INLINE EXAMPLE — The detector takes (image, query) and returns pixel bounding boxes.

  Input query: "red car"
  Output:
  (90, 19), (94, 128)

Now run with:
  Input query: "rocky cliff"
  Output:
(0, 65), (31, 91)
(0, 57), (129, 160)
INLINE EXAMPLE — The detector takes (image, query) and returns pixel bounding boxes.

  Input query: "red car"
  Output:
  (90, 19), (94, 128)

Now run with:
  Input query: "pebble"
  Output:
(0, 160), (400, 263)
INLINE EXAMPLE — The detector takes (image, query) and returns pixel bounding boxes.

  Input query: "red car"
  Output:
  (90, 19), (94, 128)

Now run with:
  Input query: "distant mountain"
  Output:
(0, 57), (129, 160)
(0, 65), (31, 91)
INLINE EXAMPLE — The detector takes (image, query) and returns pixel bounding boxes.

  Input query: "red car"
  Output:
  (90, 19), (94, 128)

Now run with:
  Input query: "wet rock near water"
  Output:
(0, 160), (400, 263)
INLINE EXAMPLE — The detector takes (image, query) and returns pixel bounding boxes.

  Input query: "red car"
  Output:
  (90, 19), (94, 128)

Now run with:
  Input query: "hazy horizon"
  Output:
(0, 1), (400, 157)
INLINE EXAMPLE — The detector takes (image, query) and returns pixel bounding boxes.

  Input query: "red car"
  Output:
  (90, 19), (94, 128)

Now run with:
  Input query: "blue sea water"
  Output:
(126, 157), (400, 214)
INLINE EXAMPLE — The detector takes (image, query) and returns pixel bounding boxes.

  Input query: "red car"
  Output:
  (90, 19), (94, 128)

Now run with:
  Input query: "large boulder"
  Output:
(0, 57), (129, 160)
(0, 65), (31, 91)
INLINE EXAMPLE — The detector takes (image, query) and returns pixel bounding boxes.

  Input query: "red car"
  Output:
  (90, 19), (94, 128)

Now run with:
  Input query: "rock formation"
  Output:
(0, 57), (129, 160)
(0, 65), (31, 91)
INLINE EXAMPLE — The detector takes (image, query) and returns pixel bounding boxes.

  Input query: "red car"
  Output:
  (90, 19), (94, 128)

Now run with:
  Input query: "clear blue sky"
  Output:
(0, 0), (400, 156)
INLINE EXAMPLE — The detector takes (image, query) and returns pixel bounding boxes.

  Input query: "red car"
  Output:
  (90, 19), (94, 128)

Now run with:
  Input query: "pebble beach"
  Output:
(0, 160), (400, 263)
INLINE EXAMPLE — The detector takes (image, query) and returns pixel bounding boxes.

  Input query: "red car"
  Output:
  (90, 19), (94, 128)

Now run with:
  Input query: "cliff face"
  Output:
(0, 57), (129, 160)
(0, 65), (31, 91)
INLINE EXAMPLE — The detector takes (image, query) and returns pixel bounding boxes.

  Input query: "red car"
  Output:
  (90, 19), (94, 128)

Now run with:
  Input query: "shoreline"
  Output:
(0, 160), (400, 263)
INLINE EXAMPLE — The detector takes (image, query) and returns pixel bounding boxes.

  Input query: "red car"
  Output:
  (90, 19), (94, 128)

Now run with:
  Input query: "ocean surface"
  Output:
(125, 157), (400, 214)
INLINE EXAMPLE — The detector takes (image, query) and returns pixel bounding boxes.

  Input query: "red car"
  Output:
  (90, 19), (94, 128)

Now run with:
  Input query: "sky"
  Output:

CHALLENGE ->
Report each line of the listing above that contains the string "cliff". Matching is case-sensitive.

RESULT OF THIS EXERCISE ->
  Input query: "rocky cliff"
  Input query: "cliff face"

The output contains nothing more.